» **Collected data**
________________________
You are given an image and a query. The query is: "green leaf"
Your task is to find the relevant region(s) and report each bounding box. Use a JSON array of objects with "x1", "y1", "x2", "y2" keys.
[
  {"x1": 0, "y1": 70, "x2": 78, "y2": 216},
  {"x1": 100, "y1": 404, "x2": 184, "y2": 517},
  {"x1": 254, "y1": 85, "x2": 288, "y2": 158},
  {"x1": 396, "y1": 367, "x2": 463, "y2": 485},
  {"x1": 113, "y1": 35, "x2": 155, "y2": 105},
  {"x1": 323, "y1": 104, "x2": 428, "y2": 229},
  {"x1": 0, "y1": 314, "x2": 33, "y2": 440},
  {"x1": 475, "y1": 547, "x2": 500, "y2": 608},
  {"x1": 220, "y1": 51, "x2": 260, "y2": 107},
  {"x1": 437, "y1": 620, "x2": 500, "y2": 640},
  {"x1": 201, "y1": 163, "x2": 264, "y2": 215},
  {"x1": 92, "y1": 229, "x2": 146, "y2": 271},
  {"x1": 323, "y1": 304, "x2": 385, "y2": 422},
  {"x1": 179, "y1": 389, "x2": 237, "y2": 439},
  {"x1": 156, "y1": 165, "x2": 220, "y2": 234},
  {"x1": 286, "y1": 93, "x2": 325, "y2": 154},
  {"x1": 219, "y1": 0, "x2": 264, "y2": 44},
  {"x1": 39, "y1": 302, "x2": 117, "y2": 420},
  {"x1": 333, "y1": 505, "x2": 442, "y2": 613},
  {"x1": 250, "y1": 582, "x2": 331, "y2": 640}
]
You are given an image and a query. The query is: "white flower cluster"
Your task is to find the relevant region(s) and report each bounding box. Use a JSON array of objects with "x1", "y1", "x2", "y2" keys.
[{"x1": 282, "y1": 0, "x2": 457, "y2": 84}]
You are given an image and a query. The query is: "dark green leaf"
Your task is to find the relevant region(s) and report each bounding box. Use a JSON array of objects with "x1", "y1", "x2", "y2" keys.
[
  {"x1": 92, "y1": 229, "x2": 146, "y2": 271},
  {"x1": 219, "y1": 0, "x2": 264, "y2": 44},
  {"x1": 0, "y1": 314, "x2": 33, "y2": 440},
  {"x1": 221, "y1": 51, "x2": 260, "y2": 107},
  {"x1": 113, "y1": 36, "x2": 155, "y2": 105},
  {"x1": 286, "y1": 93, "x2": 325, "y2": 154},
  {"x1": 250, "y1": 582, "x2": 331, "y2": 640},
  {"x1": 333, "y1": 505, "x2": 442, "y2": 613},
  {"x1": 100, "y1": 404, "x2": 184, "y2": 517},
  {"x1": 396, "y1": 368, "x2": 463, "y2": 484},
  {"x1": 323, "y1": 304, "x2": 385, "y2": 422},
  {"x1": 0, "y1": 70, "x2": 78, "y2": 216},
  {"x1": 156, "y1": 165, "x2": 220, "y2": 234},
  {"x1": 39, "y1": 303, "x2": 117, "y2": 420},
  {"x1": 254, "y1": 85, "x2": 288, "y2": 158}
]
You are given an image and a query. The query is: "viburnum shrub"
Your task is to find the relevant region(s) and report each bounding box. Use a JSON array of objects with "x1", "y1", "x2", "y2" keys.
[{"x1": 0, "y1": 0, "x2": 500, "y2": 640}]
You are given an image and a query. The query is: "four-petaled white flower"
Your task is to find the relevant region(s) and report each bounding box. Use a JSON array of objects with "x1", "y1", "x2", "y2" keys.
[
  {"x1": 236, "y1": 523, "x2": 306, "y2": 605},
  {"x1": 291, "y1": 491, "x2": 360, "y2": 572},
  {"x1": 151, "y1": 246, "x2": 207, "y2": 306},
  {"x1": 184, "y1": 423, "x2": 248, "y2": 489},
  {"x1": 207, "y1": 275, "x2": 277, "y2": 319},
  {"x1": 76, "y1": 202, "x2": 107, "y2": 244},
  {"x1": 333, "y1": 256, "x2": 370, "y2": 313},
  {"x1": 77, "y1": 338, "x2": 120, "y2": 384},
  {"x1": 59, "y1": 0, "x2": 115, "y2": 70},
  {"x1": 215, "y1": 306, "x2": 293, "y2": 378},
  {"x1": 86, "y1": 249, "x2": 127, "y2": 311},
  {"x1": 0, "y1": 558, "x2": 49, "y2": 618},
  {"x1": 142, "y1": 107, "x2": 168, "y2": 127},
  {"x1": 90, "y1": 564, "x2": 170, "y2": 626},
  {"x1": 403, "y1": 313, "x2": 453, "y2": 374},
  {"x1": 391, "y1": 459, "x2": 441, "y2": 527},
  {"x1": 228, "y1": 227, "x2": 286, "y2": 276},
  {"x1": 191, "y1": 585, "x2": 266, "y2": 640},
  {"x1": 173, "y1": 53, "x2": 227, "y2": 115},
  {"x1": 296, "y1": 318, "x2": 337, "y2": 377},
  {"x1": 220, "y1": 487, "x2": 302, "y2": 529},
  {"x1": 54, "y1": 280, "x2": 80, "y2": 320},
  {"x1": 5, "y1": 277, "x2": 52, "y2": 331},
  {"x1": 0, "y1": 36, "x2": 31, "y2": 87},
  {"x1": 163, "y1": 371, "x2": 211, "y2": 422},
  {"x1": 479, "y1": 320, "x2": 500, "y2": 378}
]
________________________
» **EXERCISE OBJECTIVE**
Pick out every line in the rows above that contains the string "query", and copy each one. Only lines where the string appears in that same case count.

» **FULL ANSWER**
You are given an image and a query. The query is: "green leaf"
You are given an image and a query. The query is: "white flower cluster"
You are given an image and a query. The query is: "dark green leaf"
You are given an image and a query. The query is: "viburnum shrub"
You are given an image and a query. The query is: "four-petaled white flower"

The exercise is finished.